DATASET ROWS:
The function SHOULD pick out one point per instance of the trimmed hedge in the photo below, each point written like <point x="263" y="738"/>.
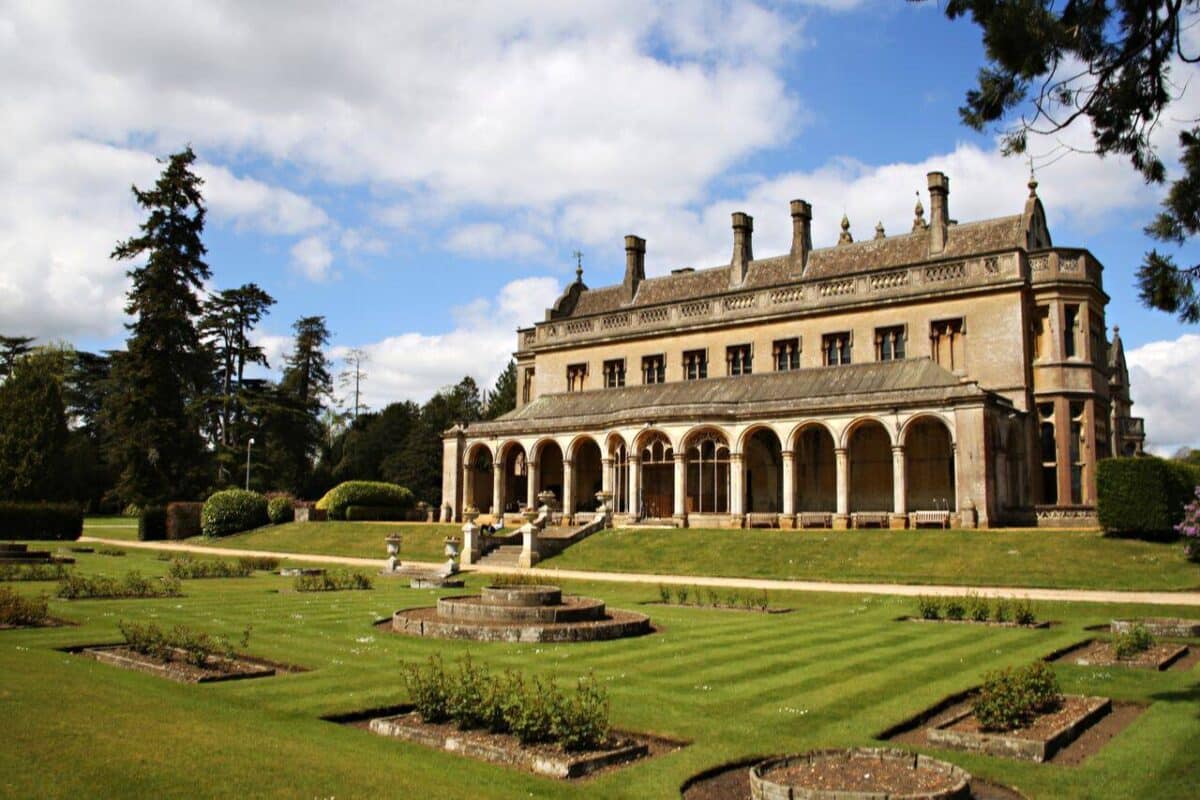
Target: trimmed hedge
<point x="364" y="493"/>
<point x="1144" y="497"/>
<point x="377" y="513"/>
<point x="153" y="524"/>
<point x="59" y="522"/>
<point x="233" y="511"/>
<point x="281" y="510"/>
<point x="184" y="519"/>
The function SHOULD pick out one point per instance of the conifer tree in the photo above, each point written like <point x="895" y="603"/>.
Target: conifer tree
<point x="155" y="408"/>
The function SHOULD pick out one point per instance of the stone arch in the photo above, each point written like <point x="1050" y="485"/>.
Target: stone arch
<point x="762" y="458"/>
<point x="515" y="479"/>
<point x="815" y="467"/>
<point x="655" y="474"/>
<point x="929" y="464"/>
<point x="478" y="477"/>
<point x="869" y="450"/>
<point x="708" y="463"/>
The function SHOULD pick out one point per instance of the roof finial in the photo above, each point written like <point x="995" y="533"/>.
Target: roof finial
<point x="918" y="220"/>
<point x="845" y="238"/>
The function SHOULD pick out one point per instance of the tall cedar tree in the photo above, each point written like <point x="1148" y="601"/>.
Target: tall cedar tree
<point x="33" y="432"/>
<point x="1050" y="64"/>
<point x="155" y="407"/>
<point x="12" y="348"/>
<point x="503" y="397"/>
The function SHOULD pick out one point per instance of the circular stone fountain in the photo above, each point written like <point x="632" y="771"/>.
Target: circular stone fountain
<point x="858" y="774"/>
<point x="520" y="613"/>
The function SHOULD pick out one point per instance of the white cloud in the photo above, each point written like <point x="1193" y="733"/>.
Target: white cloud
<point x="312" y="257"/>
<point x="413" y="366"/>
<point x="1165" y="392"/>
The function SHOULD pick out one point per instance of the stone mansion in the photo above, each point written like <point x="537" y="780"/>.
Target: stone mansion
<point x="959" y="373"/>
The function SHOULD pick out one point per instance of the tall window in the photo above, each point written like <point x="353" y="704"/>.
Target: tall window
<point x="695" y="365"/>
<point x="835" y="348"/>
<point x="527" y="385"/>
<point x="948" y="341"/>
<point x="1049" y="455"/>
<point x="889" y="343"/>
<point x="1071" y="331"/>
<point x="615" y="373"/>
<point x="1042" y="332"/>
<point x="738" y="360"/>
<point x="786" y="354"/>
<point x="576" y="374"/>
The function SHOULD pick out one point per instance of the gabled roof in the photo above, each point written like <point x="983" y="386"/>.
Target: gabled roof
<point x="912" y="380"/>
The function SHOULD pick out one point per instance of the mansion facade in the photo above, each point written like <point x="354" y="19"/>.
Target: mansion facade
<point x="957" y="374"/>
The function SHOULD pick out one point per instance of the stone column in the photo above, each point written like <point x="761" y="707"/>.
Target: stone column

WHAT YOU ARE ASKED TO DO: Copy out the rows word for word, starting at the line containing "the stone column" and ending at the final line of the rows.

TASK SOLUTION:
The function SHOULD pick out one point per instance of the stone column in the photo above, each point written like <point x="761" y="707"/>.
Target: stone column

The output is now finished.